EXTRACTED RECORDS Block Start

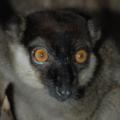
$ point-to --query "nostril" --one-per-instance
(64, 93)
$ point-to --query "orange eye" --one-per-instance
(81, 56)
(40, 55)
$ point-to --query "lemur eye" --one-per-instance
(81, 56)
(40, 55)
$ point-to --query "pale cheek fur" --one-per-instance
(23, 67)
(87, 74)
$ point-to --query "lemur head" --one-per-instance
(56, 51)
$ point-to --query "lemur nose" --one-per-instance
(63, 93)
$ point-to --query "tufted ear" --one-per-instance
(15, 27)
(95, 30)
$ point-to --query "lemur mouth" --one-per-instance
(66, 94)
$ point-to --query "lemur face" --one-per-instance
(59, 50)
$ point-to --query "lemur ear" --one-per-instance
(15, 27)
(95, 30)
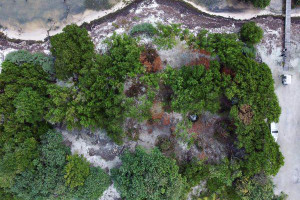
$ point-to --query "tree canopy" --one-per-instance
(148, 176)
(251, 33)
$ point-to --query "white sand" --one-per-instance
(41, 34)
(82, 147)
(89, 15)
(110, 193)
(3, 54)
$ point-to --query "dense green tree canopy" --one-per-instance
(251, 33)
(148, 176)
(195, 88)
(39, 59)
(76, 170)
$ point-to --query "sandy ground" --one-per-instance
(164, 11)
(34, 33)
(248, 12)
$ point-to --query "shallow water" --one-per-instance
(25, 14)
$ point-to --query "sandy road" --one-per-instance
(288, 178)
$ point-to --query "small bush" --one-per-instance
(251, 33)
(146, 28)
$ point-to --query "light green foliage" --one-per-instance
(251, 33)
(22, 117)
(73, 50)
(22, 56)
(148, 176)
(257, 188)
(253, 85)
(76, 171)
(221, 176)
(166, 36)
(122, 58)
(143, 28)
(263, 152)
(94, 186)
(64, 106)
(103, 84)
(30, 106)
(97, 99)
(195, 88)
(249, 51)
(260, 3)
(14, 78)
(46, 180)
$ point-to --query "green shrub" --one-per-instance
(22, 56)
(94, 186)
(251, 33)
(148, 176)
(143, 28)
(30, 106)
(46, 180)
(195, 88)
(166, 36)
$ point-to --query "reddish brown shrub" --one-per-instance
(151, 60)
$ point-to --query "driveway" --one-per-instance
(288, 178)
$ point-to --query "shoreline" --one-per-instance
(90, 17)
(41, 34)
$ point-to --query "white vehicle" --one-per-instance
(274, 130)
(286, 79)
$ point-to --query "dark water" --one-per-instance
(35, 13)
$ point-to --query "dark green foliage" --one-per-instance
(257, 188)
(76, 171)
(103, 84)
(22, 56)
(94, 186)
(99, 100)
(148, 176)
(46, 180)
(263, 152)
(195, 88)
(73, 50)
(146, 28)
(30, 106)
(64, 105)
(222, 176)
(249, 51)
(253, 85)
(22, 104)
(166, 35)
(251, 33)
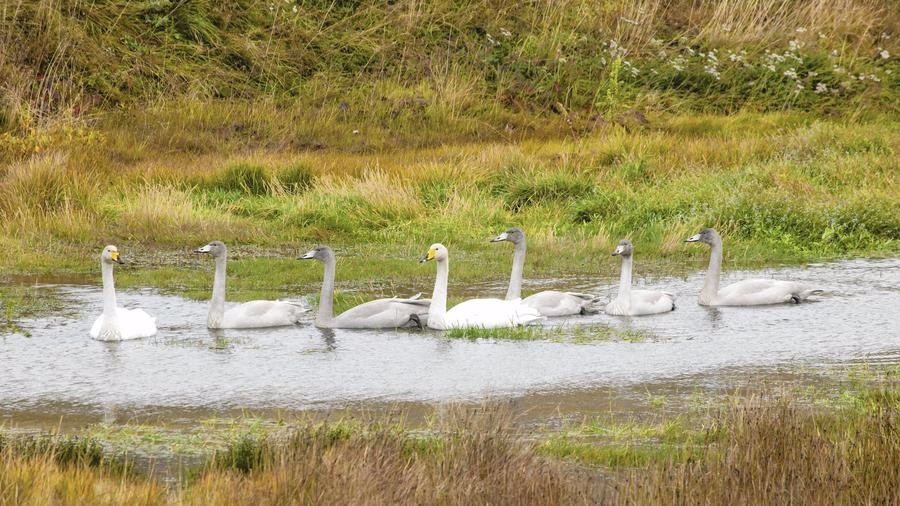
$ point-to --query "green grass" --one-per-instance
(781, 188)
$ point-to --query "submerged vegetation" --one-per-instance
(758, 449)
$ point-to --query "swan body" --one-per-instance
(553, 303)
(116, 323)
(389, 313)
(757, 292)
(630, 302)
(549, 302)
(473, 313)
(253, 314)
(749, 292)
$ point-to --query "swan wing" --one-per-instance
(645, 302)
(384, 313)
(754, 292)
(128, 324)
(491, 313)
(263, 313)
(552, 303)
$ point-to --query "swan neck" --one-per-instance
(326, 297)
(515, 279)
(711, 284)
(217, 301)
(625, 280)
(109, 290)
(438, 308)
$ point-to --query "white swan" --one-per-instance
(116, 323)
(249, 315)
(478, 313)
(376, 314)
(749, 292)
(636, 302)
(548, 302)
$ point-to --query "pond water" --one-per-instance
(61, 371)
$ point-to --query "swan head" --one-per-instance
(215, 249)
(437, 252)
(320, 253)
(514, 235)
(624, 249)
(706, 236)
(110, 255)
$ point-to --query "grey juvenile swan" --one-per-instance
(376, 314)
(253, 314)
(636, 302)
(549, 302)
(749, 292)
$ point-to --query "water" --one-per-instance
(60, 371)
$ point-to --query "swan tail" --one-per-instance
(804, 294)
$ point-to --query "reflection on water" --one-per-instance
(188, 367)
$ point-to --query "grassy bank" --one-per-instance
(780, 187)
(760, 449)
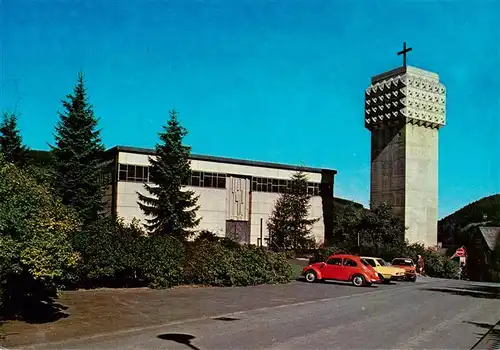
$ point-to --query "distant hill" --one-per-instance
(340, 203)
(486, 209)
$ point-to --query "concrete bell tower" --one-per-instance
(404, 110)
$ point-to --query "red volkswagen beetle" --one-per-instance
(342, 267)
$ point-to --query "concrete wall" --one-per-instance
(215, 203)
(404, 109)
(421, 184)
(387, 179)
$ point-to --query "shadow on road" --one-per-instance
(223, 318)
(35, 311)
(492, 332)
(180, 338)
(474, 290)
(348, 284)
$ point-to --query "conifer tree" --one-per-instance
(170, 208)
(289, 225)
(11, 144)
(77, 154)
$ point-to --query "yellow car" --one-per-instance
(388, 272)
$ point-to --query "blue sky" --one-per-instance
(279, 81)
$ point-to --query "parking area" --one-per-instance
(426, 314)
(86, 313)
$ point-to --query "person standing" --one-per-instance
(421, 265)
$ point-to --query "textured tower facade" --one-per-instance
(404, 109)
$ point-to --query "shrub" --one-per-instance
(119, 255)
(35, 247)
(159, 261)
(216, 264)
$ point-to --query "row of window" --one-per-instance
(264, 184)
(138, 173)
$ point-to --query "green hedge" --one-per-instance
(117, 255)
(216, 264)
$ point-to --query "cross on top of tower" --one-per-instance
(404, 52)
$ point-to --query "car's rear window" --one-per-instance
(402, 262)
(371, 262)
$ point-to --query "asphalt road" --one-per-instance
(429, 314)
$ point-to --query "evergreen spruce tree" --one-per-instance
(77, 154)
(289, 225)
(11, 144)
(171, 209)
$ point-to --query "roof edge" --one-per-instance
(236, 161)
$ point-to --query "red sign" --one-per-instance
(460, 252)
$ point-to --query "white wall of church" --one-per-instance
(213, 202)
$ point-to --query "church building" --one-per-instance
(236, 196)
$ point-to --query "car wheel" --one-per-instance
(311, 276)
(358, 280)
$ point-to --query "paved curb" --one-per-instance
(490, 340)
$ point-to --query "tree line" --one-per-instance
(55, 233)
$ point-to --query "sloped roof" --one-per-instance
(490, 235)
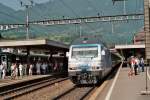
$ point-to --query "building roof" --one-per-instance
(34, 44)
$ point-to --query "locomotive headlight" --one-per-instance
(96, 65)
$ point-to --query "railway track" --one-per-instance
(76, 93)
(85, 92)
(16, 92)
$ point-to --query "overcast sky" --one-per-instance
(15, 4)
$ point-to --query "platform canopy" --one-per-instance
(130, 46)
(41, 44)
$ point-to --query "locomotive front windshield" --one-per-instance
(89, 51)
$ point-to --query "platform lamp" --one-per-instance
(27, 5)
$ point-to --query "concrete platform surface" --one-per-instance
(8, 80)
(129, 88)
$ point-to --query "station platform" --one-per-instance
(9, 81)
(127, 87)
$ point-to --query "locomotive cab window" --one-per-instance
(85, 52)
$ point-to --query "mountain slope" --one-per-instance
(58, 9)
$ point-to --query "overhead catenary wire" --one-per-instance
(74, 13)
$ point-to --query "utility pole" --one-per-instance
(27, 6)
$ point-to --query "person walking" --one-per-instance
(3, 71)
(38, 68)
(44, 67)
(21, 70)
(142, 64)
(136, 65)
(31, 69)
(16, 71)
(1, 66)
(13, 72)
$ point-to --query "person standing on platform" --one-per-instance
(4, 69)
(21, 70)
(1, 66)
(132, 61)
(31, 69)
(44, 67)
(38, 68)
(13, 71)
(142, 64)
(16, 71)
(136, 65)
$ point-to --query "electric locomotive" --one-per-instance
(89, 60)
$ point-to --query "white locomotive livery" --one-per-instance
(89, 60)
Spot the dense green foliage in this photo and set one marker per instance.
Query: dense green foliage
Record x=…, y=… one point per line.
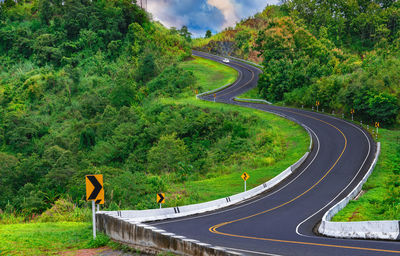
x=86, y=93
x=75, y=98
x=343, y=54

EXTRACTED RECORDS Block End

ABOUT THIS EXERCISE – From the first line to the last, retype the data exactly, but omit every image.

RESPONSE BOX –
$ point-to --query "nostril" --one-per-instance
(64, 93)
$ point-to --query "orange eye" --one-per-instance
(81, 56)
(40, 55)
$ point-to --query "lemur eye" --one-per-instance
(81, 56)
(40, 55)
$ point-to --query "pale cheek fur" --one-per-instance
(23, 67)
(87, 74)
$ point-to --query "lemur head" --one-per-instance
(56, 51)
$ point-to --query "lemur nose" --one-per-instance
(63, 93)
$ point-to --query "tufted ear" --one-per-instance
(15, 27)
(95, 30)
$ point-to --query "lemur mouth" --one-per-instance
(66, 94)
$ point-to --query "lemur face" --one-per-instance
(59, 50)
$ point-to --query "lemur ear" --one-per-instance
(15, 27)
(95, 30)
$ point-to --query "tree canopy" --one-per-instance
(148, 176)
(251, 33)
$ point-to --query "white sand" --one-per-instance
(41, 34)
(82, 147)
(89, 15)
(110, 193)
(3, 54)
$ point-to --query "dense green tree canopy" --one-per-instance
(251, 33)
(148, 176)
(195, 88)
(39, 59)
(76, 170)
$ point-to --query "sandy ground" --one-per-instance
(164, 11)
(34, 33)
(248, 12)
$ point-to --query "shallow water" --one-per-instance
(25, 14)
$ point-to --query "sandy road" --one-per-instance
(288, 178)
$ point-to --query "small bush" --one-per-instance
(251, 33)
(146, 28)
$ point-to --query "light green foliage" --one-per-instance
(251, 33)
(22, 117)
(73, 50)
(22, 56)
(148, 176)
(257, 188)
(253, 85)
(76, 171)
(221, 176)
(166, 36)
(122, 58)
(143, 28)
(263, 152)
(94, 186)
(64, 106)
(103, 84)
(30, 106)
(97, 99)
(195, 88)
(249, 51)
(260, 3)
(14, 78)
(46, 180)
$ point-to --query "green shrub" --one-per-instance
(22, 56)
(94, 186)
(251, 33)
(148, 176)
(143, 28)
(30, 106)
(46, 180)
(195, 88)
(166, 36)
$ point-to --query "reddish brown shrub" --one-per-instance
(151, 60)
$ point-to --query "driveway" --one-per-instance
(288, 178)
$ point-to --query "shoreline" --one-per-instance
(90, 17)
(41, 34)
$ point-to --query "white vehicle" --one-per-instance
(274, 130)
(286, 79)
$ point-to --query "dark water" --one-per-instance
(35, 13)
$ point-to --query "dark green foliage" --one-per-instance
(257, 188)
(76, 171)
(103, 84)
(22, 56)
(94, 186)
(99, 100)
(148, 176)
(46, 180)
(263, 152)
(195, 88)
(73, 50)
(146, 28)
(30, 106)
(64, 105)
(222, 176)
(249, 51)
(253, 85)
(22, 104)
(166, 35)
(251, 33)
$ point-to --query "green grass" --one-per-instance
(781, 188)
$ point-to --query "submerged vegetation" --one-per-instance
(758, 449)
$ point-to --query "swan body" --one-per-instance
(553, 303)
(116, 323)
(389, 313)
(757, 292)
(630, 302)
(549, 302)
(473, 313)
(253, 314)
(749, 292)
$ point-to --query "swan wing" --one-per-instance
(645, 302)
(384, 313)
(754, 292)
(128, 324)
(491, 313)
(263, 313)
(552, 303)
$ point-to --query "swan neck" --one-per-instance
(326, 297)
(515, 279)
(711, 284)
(217, 301)
(625, 280)
(109, 290)
(438, 308)
$ point-to --query "white swan" --one-per-instance
(116, 323)
(249, 315)
(478, 313)
(376, 314)
(749, 292)
(636, 302)
(548, 302)
$ point-to --query "pond water" --one-per-instance
(61, 371)
$ point-to --query "swan head" --one-per-instance
(215, 249)
(437, 252)
(320, 253)
(514, 235)
(624, 249)
(706, 236)
(110, 255)
$ point-to --query "grey juvenile swan" --one-per-instance
(376, 314)
(253, 314)
(636, 302)
(549, 302)
(749, 292)
$ point-to --query "water" --one-per-instance
(60, 371)
$ point-to --query "swan tail" --one-per-instance
(804, 294)
$ point-to --query "reflection on water" --one-per-instance
(188, 367)
$ point-to --query "grassy bank" --one-per-instance
(780, 187)
(760, 449)
$ point-to --query "distant hill" --one-per-instance
(340, 203)
(486, 209)
$ point-to --query "concrete bell tower" --one-per-instance
(404, 110)
$ point-to --query "red volkswagen beetle" --one-per-instance
(342, 267)
$ point-to --query "concrete wall" --one-per-instance
(215, 203)
(404, 109)
(421, 184)
(387, 179)
$ point-to --query "shadow on road" --one-per-instance
(223, 318)
(35, 311)
(492, 332)
(180, 338)
(474, 290)
(348, 284)
$ point-to --query "conifer tree" --one-per-instance
(170, 208)
(289, 225)
(11, 144)
(77, 154)
$ point-to --query "yellow car" --one-per-instance
(388, 272)
$ point-to --query "blue sky" --one-per-instance
(279, 81)
$ point-to --query "parking area" --one-per-instance
(426, 314)
(86, 313)
$ point-to --query "person standing" --one-per-instance
(421, 265)
$ point-to --query "textured tower facade" --one-per-instance
(404, 109)
$ point-to --query "shrub" --one-per-instance
(119, 255)
(35, 247)
(159, 261)
(216, 264)
$ point-to --query "row of window" --one-per-instance
(264, 184)
(138, 173)
$ point-to --query "green hedge" --one-per-instance
(117, 255)
(216, 264)
$ point-to --query "cross on top of tower" --one-per-instance
(404, 52)
$ point-to --query "car's rear window" --one-per-instance
(402, 262)
(371, 262)
$ point-to --query "asphalt road" --one-per-instance
(429, 314)
$ point-to --query "evergreen spruce tree" --one-per-instance
(77, 154)
(289, 225)
(11, 144)
(171, 209)
$ point-to --query "roof edge" --one-per-instance
(236, 161)
$ point-to --query "red sign" --one-per-instance
(460, 252)
$ point-to --query "white wall of church" --one-per-instance
(213, 202)
$ point-to --query "church building" --one-per-instance
(236, 196)
$ point-to --query "car wheel" --one-per-instance
(311, 276)
(358, 280)
$ point-to --query "paved curb" --one-per-instance
(490, 340)
$ point-to --query "tree line" --one-per-instance
(55, 233)
$ point-to --query "sloped roof" --one-per-instance
(490, 235)
$ point-to --query "building roof" --one-per-instance
(34, 44)
$ point-to --query "locomotive headlight" --one-per-instance
(96, 65)
$ point-to --query "railway track" --one-per-instance
(76, 93)
(85, 92)
(16, 92)
$ point-to --query "overcast sky" --one-per-instance
(15, 4)
$ point-to --query "platform canopy" --one-per-instance
(130, 46)
(41, 44)
$ point-to --query "locomotive front windshield" --one-per-instance
(89, 51)
$ point-to --query "platform lamp" --one-per-instance
(27, 5)
$ point-to --query "concrete platform surface" --one-per-instance
(8, 80)
(129, 88)
$ point-to --query "station platform" --one-per-instance
(9, 81)
(127, 87)
$ point-to --query "locomotive cab window" --one-per-instance
(85, 52)
$ point-to --query "mountain slope" --one-per-instance
(58, 9)
$ point-to --query "overhead catenary wire" --one-per-instance
(74, 13)
$ point-to --query "utility pole" --one-per-instance
(27, 6)
$ point-to --query "person walking" --one-per-instance
(3, 71)
(38, 68)
(44, 67)
(21, 70)
(142, 64)
(136, 65)
(31, 69)
(16, 71)
(1, 66)
(13, 72)
$ point-to --query "person standing on platform" --one-per-instance
(4, 69)
(21, 70)
(1, 66)
(132, 61)
(31, 69)
(44, 67)
(38, 68)
(13, 71)
(142, 64)
(16, 71)
(136, 65)
$ point-to --query "electric locomotive" --one-per-instance
(89, 60)
$ point-to --query "white locomotive livery" --one-per-instance
(89, 60)
Spot the dense green foliage in this photo and set one marker per instance.
Query: dense green foliage
Record x=…, y=… one point per line.
x=86, y=93
x=75, y=98
x=343, y=54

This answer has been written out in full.